TASK OBJECTIVE: In the records below, find the line that contains "Record the location of each instance of the man's chin", then write out that line and each one after it exactly, up to and including the last.

Stored data:
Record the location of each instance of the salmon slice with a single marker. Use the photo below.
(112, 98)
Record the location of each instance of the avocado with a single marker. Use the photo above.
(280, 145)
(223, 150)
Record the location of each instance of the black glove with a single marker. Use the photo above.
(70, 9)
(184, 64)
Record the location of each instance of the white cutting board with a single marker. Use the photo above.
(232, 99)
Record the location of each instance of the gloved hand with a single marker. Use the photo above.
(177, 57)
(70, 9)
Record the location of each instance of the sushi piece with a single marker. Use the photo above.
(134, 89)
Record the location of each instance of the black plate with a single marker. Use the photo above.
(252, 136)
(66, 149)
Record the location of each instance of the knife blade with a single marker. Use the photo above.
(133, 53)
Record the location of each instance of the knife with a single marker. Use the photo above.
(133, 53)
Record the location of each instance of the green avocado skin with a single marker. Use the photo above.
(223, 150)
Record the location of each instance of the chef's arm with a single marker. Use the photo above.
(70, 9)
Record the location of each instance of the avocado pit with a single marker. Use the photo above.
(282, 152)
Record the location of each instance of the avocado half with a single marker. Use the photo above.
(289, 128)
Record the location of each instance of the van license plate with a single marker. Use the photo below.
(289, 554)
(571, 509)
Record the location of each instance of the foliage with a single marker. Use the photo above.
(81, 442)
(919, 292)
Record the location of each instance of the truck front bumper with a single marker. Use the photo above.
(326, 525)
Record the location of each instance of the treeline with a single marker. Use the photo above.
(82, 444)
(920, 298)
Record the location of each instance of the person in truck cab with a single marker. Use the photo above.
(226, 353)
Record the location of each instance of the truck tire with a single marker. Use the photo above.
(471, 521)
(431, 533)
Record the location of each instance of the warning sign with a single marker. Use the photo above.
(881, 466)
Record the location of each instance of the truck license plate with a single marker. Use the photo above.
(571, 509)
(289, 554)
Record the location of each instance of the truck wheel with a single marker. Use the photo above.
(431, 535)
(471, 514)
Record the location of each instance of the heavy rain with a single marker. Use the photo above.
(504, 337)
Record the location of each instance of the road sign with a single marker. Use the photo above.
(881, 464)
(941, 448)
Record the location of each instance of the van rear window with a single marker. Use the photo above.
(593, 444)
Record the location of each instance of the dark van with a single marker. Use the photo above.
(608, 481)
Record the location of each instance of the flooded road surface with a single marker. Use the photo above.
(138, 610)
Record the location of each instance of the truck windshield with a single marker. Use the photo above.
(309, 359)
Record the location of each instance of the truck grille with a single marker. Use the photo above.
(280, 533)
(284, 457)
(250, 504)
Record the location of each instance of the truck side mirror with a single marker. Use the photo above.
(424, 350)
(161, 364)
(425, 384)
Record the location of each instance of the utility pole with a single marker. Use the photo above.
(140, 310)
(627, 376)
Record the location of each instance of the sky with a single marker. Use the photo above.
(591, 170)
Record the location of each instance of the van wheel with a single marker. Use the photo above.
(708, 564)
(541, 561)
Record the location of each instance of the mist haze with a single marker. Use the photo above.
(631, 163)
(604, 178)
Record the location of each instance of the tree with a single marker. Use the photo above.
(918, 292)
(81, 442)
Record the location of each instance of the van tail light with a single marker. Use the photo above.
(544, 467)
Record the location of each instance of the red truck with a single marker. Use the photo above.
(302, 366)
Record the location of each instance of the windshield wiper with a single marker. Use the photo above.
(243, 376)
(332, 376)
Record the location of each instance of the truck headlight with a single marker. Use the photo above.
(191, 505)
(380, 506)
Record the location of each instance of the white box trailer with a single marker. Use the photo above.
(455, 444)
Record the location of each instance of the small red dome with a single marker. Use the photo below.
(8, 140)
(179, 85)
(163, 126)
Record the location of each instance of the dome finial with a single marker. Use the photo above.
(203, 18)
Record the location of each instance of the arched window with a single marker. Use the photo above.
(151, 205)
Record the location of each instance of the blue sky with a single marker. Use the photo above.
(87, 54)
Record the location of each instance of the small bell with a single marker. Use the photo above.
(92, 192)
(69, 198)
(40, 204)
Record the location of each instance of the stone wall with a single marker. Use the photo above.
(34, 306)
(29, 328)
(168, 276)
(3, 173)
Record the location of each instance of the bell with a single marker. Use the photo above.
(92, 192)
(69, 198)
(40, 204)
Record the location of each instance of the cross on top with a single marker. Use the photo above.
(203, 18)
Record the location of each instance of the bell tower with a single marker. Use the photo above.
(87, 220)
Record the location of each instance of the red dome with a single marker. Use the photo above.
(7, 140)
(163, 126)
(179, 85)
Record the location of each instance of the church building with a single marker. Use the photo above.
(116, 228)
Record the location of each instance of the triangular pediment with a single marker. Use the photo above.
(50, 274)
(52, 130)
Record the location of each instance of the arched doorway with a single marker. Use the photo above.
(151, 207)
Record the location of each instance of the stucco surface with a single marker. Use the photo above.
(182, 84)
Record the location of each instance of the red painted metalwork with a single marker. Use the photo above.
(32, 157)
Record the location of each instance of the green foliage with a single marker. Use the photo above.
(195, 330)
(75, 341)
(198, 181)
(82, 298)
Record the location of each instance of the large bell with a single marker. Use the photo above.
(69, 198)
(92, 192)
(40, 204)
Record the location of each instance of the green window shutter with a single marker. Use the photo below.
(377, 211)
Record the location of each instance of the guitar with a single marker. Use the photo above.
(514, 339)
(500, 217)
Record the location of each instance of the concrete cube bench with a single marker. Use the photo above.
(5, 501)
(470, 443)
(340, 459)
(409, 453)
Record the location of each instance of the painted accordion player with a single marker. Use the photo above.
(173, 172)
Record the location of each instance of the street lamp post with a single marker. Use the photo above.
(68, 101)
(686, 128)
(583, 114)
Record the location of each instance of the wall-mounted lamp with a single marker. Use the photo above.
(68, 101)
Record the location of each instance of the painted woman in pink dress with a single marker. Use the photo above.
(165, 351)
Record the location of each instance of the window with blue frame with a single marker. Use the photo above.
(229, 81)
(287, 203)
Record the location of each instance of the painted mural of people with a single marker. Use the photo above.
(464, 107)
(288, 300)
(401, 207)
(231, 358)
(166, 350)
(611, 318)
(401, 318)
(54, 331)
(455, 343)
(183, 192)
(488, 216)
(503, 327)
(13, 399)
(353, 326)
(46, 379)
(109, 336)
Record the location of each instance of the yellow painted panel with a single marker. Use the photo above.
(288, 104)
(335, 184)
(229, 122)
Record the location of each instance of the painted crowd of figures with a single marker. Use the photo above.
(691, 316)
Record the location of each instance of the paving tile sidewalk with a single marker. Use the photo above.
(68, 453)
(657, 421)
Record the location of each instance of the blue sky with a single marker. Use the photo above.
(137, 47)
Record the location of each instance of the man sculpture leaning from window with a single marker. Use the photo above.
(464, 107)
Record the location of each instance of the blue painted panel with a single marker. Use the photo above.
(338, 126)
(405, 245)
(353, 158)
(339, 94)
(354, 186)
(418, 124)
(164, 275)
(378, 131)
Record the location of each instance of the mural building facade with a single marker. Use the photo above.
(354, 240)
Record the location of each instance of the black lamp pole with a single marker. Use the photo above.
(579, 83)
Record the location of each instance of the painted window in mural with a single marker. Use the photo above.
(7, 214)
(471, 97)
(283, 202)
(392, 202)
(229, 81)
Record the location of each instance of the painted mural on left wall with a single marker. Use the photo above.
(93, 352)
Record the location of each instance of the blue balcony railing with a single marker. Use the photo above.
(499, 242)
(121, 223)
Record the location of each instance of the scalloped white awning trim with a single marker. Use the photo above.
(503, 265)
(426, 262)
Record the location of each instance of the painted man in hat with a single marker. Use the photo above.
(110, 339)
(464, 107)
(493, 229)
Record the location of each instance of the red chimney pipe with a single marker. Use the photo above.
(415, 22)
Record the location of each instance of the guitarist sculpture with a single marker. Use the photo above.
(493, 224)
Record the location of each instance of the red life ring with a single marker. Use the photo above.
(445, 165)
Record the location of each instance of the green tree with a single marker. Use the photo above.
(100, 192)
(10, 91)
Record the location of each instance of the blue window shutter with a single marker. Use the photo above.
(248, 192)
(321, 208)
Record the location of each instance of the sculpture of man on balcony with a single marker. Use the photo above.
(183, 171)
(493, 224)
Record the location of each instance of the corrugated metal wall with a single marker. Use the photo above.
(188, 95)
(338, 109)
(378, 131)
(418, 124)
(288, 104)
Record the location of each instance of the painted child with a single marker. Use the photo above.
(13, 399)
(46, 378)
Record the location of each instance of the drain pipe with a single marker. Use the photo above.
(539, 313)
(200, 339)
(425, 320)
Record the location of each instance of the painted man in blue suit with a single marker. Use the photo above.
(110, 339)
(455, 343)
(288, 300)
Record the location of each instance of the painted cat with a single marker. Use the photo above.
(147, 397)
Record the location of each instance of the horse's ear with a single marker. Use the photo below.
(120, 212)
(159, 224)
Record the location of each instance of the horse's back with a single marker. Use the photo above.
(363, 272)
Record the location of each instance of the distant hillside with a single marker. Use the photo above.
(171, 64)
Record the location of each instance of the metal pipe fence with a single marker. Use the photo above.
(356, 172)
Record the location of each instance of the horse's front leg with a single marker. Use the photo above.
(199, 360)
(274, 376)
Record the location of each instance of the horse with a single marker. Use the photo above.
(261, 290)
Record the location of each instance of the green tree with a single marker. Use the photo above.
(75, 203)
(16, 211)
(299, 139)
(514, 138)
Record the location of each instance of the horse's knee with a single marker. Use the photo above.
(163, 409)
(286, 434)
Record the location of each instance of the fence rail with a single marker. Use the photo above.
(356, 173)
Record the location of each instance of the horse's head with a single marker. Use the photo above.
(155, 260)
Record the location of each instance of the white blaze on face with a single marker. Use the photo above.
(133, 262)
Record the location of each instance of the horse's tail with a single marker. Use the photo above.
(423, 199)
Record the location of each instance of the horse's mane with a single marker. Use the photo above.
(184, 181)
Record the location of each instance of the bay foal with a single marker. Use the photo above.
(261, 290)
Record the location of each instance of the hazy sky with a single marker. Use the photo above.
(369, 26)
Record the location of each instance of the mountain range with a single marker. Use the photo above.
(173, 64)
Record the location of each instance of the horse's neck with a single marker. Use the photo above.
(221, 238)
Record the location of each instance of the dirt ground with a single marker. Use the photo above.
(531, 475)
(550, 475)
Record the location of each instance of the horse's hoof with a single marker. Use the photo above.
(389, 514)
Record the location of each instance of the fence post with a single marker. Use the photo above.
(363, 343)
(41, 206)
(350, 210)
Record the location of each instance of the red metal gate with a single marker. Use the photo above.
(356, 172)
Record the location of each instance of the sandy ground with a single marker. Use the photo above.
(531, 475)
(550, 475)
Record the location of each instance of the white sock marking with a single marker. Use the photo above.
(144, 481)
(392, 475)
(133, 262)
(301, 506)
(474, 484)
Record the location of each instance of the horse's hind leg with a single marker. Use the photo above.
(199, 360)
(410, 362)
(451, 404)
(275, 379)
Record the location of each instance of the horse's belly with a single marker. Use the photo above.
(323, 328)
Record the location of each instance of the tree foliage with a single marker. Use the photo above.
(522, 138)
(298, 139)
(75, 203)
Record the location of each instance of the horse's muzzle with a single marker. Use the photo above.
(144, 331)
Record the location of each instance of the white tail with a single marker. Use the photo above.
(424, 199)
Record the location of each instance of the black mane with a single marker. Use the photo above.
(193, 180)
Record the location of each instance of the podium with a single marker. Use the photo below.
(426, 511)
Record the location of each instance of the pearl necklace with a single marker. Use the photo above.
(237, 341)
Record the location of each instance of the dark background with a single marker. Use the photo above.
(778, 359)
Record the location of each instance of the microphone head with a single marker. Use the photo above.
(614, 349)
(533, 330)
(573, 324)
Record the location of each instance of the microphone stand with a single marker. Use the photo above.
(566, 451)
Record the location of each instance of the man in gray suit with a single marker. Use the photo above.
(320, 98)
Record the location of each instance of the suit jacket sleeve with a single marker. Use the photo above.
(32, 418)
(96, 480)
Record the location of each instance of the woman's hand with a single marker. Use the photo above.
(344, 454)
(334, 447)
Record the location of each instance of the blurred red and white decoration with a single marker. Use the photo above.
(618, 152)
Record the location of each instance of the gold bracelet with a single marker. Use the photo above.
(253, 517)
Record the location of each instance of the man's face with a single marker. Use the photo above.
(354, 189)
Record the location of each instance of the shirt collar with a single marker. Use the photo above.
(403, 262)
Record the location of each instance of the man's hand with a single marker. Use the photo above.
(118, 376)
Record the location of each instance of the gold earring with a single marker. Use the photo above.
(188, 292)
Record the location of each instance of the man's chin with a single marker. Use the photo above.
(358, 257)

REPLY TO THE EXERCISE:
Record the location of each instance of the man's chin with a single marker. Use the photo above.
(358, 257)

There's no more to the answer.